[Given data]
========================================

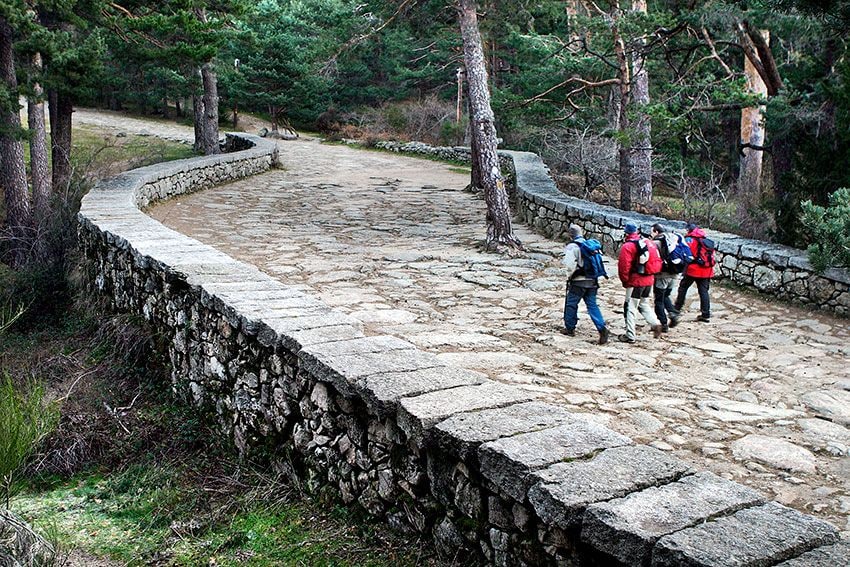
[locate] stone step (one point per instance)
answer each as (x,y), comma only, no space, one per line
(418,415)
(627,528)
(462,434)
(509,462)
(756,536)
(565,490)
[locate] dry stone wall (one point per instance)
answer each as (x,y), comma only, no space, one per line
(772,269)
(481,467)
(776,270)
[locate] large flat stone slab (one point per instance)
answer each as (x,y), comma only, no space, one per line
(272,330)
(462,434)
(382,392)
(509,462)
(565,490)
(627,528)
(296,340)
(373,344)
(831,404)
(836,555)
(344,371)
(775,452)
(419,414)
(757,536)
(735,411)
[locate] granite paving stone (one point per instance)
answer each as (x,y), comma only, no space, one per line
(418,414)
(753,537)
(565,490)
(462,434)
(627,528)
(509,462)
(401,230)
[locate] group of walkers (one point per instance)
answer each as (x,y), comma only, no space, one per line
(647,268)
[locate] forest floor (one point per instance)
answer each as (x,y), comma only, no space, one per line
(130,477)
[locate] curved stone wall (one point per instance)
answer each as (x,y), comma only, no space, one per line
(479,466)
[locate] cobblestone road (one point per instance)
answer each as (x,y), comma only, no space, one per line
(760,395)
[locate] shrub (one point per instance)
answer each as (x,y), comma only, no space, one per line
(26,417)
(828,231)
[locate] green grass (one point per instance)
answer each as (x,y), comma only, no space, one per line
(163,491)
(160,512)
(101,152)
(360,146)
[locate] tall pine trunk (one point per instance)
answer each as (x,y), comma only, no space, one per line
(641,146)
(198,121)
(210,124)
(623,123)
(485,157)
(39,166)
(13,173)
(752,131)
(61,109)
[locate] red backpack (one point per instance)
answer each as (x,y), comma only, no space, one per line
(647,257)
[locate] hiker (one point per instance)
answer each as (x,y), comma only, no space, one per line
(700,271)
(583,261)
(675,255)
(637,265)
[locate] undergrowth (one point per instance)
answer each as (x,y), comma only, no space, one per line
(133,475)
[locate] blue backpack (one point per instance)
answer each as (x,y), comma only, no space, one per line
(591,258)
(677,259)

========================================

[Work to do]
Could you rewrite all the entries above, swapping every "backpack" for "rucksack" and leaving everything else the same? Omit the pictures from your version.

[Finished answer]
[locate] stone step (one point per instance)
answer each as (x,y), comma only, no space, one per line
(418,415)
(627,528)
(462,434)
(509,462)
(756,536)
(565,490)
[locate] dry stone wall (one point per instance)
answer each as (x,y), comma only, no space, one per line
(772,269)
(481,467)
(776,270)
[locate] large flat stone slab (one point per instance)
answer each as (x,y), comma only, no space, one per line
(272,330)
(462,434)
(382,392)
(509,462)
(565,490)
(627,528)
(296,340)
(373,344)
(831,404)
(836,555)
(344,371)
(775,452)
(419,414)
(757,536)
(735,411)
[locate] granite paving stone (one point per instance)
answer each as (x,y), comma only, no space, one per line
(418,414)
(753,537)
(565,490)
(462,434)
(627,528)
(509,462)
(401,230)
[locate] group of walkers (one point per instance)
answer each as (x,y), comma only, no space, one per line
(647,268)
[locate] forest floor (one point per instance)
answer each as (x,y), comma only, no space, one per line
(130,477)
[locate] curved stone wall (one point per instance)
answer each as (x,y), comma only, no space, one per line
(479,466)
[locate] cobblestone road (one point per instance)
answer each as (x,y), comma only, no space, one per line
(760,395)
[locate] shrub (one point per instance)
answer each as (x,y), comma only, no space, one per line
(26,417)
(828,231)
[locate] green grass (one point per instance)
answer each as (x,y), comma only, no space, one per line
(163,491)
(160,512)
(101,152)
(360,146)
[locate] tall pine trunk (one point per instance)
answer each as (x,y), comma only, no space, one per line
(641,146)
(198,121)
(210,124)
(623,123)
(485,157)
(39,166)
(13,173)
(752,131)
(61,109)
[locate] red rucksack (one point per instance)
answer each as (x,y), comma only, no space, one per line
(647,257)
[locate] hiker (one point per instance)
answer each as (x,y), comma only, no space, one per line
(700,271)
(583,261)
(675,255)
(637,265)
[locate] undergrowth (one point per instance)
answer each as (x,y), comma only, no space, one per line
(133,475)
[locate] blue rucksack (one point per instance)
answer each as (x,y), comma only, no space, one per line
(591,258)
(677,259)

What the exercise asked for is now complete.